— START EXCERPT TO READ —

The transmission and/or reception of audio, video, data, and other information by wire, radio frequency, light, and other electronic or electromagnetic systems.
TELECOMMUNICATION TOWER
A structure, including a building, pole or other device, on which transmitting and/or receiving antennas are located.
WIRELESS
The use of radio frequencies over the air or any other functional equivalent means of providing service over the air that does not primarily rely upon wires or cable for the provision of service.
WIRELESS TELECOMMUNICATIONS FACILITIES (WTF)
Includes a telecommunications tower, a telecommunications site and any structure, facility, or location designed, or intended to be used as, or used to support, antenna or other transmitting or receiving devices. This includes, without limit, telecommunication towers of all types and kinds and structures that employ stealth technology, including, but not limited to, structures such as a multistory building, church steeple, silo, water tower, sign or other structure, that can be used to mitigate the visual impact of an antenna or the functional equivalent of such, including all related facilities such as cabling, guy wires, and associated anchors, equipment shelters and other structures associated with the site. It is a structure and facility intended for transmitting and/or receiving radio, television, cellular, paging, 911, personal telecommunications services, commercial satellite services, microwave services and services not licensed by the FCC, but not expressly exempt from the Town's siting, building, and permitting authority.
B. 
General provisions.
(1) 
After the effective date of this section, no WTF shall be used, erected, moved, reconstructed, or modified, nor shall any existing structure be altered to a wireless telecommunication facility, except in conformance with this section and Article VII, Uses Permitted by Site Plan Review.
(2) 
Where these provisions conflict with other laws and ordinances of the Town of Hague, the more restrictive shall apply.
C. 
Project application. An application for approval of a WTF shall include the following in addition to the general site plan review requirements.
(1) 
Documentation on the proposed intent and capacity of use;
(2) 
Justification for the proposed height of any telecommunication tower or antennas;
(3) 
Justification for any land or vegetation clearing required;
(4) 
A map detailing where signals would be received;
(5) 
A visual analysis with particular attention to visibility from key viewpoints within and outside of the Town, as identified in the EAF; and
(6) 
A completed full environmental assessment form (EAF).
D. 
Approval standards.
(1) 
Shared Use.
(a) 
At all times, shared use of existing towers or structures shall be preferred to the construction of new towers. Where such shared use is unavailable, location of antennas on lawfully existing structures shall be considered. Each applicant shall prepare and provide an adequate report inventorying existing towers within reasonable distance of the proposed site and outlining opportunities for shared use of existing facilities and use of other existing structures as an alternative to new construction.
(b) 
An applicant proposing to share use of an existing tower shall document the owner's consent. The applicant shall pay all reasonable fees and costs of adapting an existing tower or structure to a new shared use. Those costs include but are not limited to structural reinforcement, preventing transmission or receiver interference, additional site screening, and other changes, including real property acquisition or lease required to accommodate shared use.
(c) 
In the case of new towers, an applicant shall submit a report demonstrating good faith efforts to secure shared use from existing towers as well as documenting capacity for future shared use of the proposed tower. Written requests and responses for shared use shall be provided.
(2) 
Setbacks.
(a) 
New WTF shall comply with all building setbacks applicable in the affected zone.
(b) 
New telecommunication towers shall be set back from all adjoining property and areas of public access by a distance of 1 1/2 times the height of the tower.

— END EXCERPT TO READ —
— START INFORMATION SHOWN —

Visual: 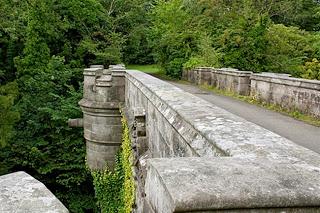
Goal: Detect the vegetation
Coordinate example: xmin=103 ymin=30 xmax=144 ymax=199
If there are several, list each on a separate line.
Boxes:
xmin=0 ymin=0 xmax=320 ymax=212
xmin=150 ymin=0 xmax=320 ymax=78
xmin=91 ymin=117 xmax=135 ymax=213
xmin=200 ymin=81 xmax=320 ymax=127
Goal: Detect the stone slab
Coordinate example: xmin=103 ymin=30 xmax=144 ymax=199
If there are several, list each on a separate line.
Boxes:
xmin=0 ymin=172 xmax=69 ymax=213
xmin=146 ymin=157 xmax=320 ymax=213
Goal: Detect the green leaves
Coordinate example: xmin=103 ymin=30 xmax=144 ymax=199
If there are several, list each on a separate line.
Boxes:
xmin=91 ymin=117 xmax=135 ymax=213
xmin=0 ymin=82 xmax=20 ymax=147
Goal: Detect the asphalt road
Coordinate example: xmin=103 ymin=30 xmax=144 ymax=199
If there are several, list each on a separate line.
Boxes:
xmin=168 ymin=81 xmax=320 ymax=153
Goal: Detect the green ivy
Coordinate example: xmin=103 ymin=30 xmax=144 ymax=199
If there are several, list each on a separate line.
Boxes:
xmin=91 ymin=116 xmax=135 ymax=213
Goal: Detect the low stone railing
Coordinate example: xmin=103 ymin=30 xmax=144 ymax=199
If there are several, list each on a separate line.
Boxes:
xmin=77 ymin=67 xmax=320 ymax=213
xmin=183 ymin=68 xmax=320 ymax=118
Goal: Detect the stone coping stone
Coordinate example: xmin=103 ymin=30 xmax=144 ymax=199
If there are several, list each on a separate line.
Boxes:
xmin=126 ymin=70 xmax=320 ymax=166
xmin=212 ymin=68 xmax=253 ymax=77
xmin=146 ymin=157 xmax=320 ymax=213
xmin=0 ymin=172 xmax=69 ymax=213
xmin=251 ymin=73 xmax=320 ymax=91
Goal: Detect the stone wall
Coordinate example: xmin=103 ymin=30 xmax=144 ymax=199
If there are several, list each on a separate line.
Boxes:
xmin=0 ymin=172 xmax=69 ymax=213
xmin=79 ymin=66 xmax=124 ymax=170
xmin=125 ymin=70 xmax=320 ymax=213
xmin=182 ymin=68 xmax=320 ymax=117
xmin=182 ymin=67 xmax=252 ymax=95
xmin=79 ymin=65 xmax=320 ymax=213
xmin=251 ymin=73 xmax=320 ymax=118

— END INFORMATION SHOWN —
— START INFORMATION SHOWN —

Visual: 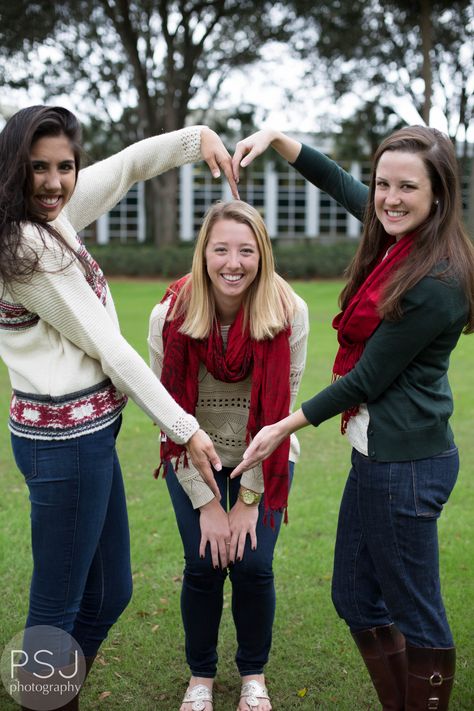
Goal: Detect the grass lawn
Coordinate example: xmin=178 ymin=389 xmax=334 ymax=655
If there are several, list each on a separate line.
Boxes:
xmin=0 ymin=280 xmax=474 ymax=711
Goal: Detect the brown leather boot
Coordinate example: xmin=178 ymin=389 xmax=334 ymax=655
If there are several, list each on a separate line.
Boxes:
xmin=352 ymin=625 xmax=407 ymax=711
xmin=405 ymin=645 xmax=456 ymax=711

— END INFORMATION SHOWN —

*CHALLENGES:*
• A. Decide whether each statement below agrees with the ordinance excerpt on wireless telecommunications facilities, answering yes or no and quoting the deciding words of the excerpt: (i) New telecommunication towers must be set back from adjoining property by twice the height of the tower. (ii) Where these provisions conflict with other laws of the Town of Hague, the more restrictive one applies. (iii) An applicant proposing to share an existing tower must document the owner's consent.
• B. Output the part of the ordinance excerpt on wireless telecommunications facilities between "Justification for any" and "assessment form (EAF).", inclusive.
• C. Write the next part of the ordinance excerpt on wireless telecommunications facilities, picking up after its last sentence.

*ANSWERS TO THE EXERCISES:*
• A.
(i) No: "a distance of 1 1/2 times the height of the tower."
(ii) Yes: "the more restrictive shall apply."
(iii) Yes: "An applicant proposing to share use of an existing tower shall document the owner's consent."

• B.
Justification for any land or vegetation clearing required;
(4) 
A map detailing where signals would be received;
(5) 
A visual analysis with particular attention to visibility from key viewpoints within and outside of the Town, as identified in the EAF; and
(6) 
A completed full environmental assessment form (EAF).

• C.
(c) 
Additional setbacks for new telecommunication towers shall be required to protect and preserve privacy of adjoining landowners and to protect the public and surrounding property from ice-fall or debris from structural failure.
(d) 
Antenna arrays proposed for existing structures, such as church steeples, and water tanks, shall be set back from all adjoining properties and areas of public access as determined necessary by the reviewing board for the health, safety and general welfare of the residents and visitors of the Town.
(3) 
Visibility.
(a) 
All telecommunication towers and accessory structures shall be sited to avoid and mitigate adverse visual and aesthetic impacts upon the natural environment and visual character of the neighborhood or environs and the Town of Hague.
(b) 
Telecommunication towers shall not be artificially lighted except as required by the Federal Aviation Administration (FAA). Towers should be designed and sited so as to avoid, whenever possible, application of FAA lighting and painting requirements.
(c) 
Towers shall be lower than the surrounding tree canopy unless the applicant can demonstrate to the review board that the technical requirements of the telecommunications system prevent the practical use of towers at that height.
(d) 
In all cases, guyed towers shall be preferable to freestanding structures except where such freestanding structures offer capacity for future shared use.
(e) 
In such cases where new telecommunication towers are proposed to extend above the surrounding tree canopy, they shall resemble natural vegetation. Where towers are at or below the surrounding tree canopy, they shall resemble natural vegetation unless screened from public view. The intent is to minimize adverse impacts upon the natural environment and visual character of the nearby area and the Town.
(f) 
Building materials, colors and textures designed to blend with the natural surroundings shall be used for WTF. Telecommunication towers and antenna arrays shall maximize use of building materials, colors and textures designed so the structures shall not draw attention or distract from the natural surroundings.
(4) 
Securing the site from unauthorized access. Provision shall be made for securing the site from unauthorized access at all times and the review board may require that the telecommunication tower, guys and accessory facilities be fenced to prevent any unauthorized entry.
(5)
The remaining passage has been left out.